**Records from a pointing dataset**
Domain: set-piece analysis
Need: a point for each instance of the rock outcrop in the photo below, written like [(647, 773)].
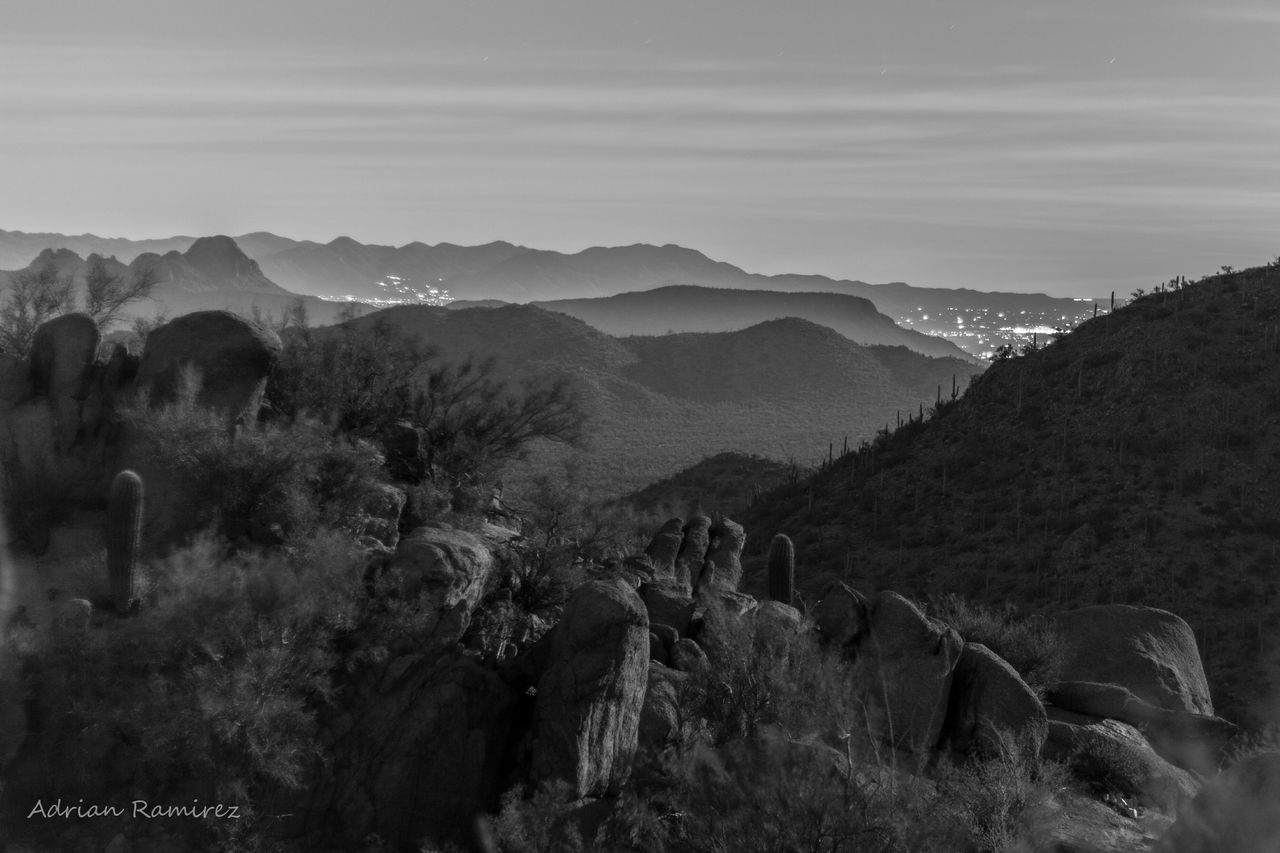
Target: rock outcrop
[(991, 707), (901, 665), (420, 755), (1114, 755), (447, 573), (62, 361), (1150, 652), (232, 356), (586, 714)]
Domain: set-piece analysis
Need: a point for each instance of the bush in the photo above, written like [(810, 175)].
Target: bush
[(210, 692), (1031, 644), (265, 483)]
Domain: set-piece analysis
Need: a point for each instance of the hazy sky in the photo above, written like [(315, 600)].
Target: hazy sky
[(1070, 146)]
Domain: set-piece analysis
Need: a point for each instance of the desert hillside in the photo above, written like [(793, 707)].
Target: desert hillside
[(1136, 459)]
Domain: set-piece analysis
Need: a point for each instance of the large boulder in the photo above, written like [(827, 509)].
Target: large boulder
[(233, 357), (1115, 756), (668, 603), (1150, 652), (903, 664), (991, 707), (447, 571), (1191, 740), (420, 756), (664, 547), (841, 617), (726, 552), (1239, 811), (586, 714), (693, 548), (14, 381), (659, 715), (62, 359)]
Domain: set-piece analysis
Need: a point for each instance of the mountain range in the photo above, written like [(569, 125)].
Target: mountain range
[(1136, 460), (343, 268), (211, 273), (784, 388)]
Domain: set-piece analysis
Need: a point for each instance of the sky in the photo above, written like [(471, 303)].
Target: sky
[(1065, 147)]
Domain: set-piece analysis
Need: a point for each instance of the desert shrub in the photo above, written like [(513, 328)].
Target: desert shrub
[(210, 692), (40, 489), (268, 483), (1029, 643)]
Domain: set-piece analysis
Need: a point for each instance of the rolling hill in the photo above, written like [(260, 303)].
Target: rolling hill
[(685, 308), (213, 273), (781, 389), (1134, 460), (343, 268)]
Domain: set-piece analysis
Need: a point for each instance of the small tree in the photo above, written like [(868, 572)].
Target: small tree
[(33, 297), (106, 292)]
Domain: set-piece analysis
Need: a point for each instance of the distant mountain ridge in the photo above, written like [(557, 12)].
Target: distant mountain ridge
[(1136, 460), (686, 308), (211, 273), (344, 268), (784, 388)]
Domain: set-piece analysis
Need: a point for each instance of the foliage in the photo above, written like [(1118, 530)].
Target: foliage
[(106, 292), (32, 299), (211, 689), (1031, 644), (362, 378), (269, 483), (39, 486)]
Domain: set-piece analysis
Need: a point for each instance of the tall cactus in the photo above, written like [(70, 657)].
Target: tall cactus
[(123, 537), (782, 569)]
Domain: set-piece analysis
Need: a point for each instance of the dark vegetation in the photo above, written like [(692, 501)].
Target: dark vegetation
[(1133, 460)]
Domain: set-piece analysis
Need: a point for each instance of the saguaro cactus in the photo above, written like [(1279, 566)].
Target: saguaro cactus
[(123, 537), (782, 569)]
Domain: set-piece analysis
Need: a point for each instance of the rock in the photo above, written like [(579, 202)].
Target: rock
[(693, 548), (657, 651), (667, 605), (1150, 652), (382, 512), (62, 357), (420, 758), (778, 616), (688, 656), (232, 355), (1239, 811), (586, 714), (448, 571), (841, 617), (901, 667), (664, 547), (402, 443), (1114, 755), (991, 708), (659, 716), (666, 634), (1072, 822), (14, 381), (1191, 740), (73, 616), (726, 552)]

---

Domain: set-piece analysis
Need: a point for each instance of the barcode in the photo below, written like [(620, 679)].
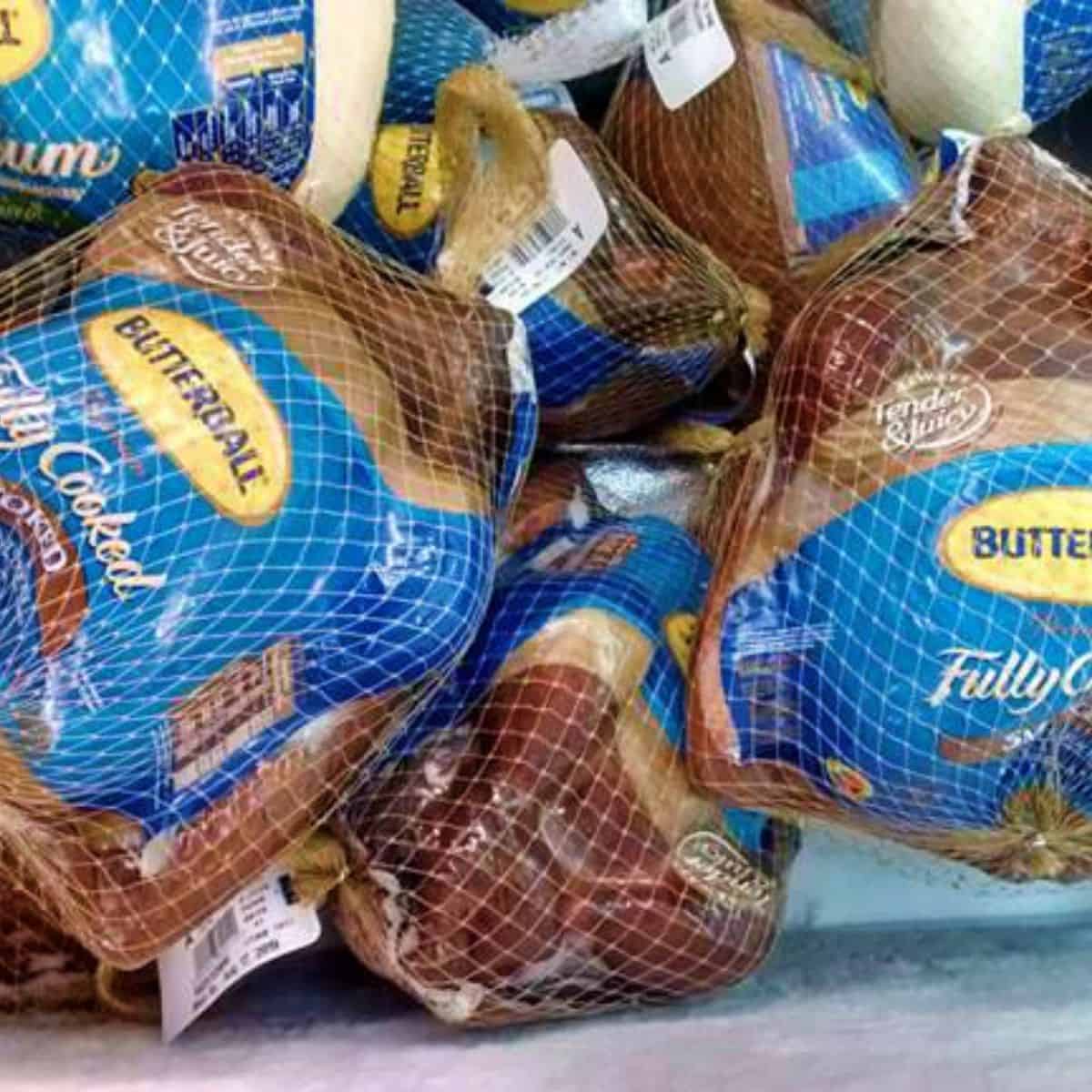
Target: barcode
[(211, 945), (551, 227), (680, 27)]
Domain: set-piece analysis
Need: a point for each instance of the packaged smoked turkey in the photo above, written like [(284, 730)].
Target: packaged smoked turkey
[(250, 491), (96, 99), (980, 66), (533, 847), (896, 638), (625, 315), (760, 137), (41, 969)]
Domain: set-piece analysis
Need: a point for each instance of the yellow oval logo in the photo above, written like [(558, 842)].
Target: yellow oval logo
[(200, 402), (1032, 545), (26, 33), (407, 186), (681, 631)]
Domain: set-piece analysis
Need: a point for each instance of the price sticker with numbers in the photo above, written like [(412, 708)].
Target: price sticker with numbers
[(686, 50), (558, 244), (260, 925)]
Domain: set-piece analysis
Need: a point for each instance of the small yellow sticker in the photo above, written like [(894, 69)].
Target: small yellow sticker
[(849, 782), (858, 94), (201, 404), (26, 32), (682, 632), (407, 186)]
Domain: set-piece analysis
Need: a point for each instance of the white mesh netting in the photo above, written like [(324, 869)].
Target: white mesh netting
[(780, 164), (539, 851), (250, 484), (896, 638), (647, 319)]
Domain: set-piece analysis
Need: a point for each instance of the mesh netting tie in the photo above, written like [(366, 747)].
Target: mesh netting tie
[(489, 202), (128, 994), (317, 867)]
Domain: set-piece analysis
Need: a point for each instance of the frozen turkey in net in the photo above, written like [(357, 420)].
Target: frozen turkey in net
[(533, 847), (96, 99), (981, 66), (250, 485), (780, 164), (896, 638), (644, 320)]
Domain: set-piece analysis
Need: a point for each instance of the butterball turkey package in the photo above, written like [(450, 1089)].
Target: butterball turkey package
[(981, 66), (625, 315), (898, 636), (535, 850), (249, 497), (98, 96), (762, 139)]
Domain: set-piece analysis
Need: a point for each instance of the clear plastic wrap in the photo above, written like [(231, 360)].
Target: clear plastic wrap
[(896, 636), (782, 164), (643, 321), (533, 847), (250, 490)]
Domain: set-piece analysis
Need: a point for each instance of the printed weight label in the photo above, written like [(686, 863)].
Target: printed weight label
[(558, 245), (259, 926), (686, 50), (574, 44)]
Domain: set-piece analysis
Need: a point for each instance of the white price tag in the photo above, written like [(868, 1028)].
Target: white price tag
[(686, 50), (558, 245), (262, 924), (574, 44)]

**Required work**
Can you pull out every line of the material that contains the word "range"? Matches must be case-sensitive.

**Finished exercise**
Need: a point for each instance of the mountain range in the photo above, written like [(569, 125)].
Target: mountain range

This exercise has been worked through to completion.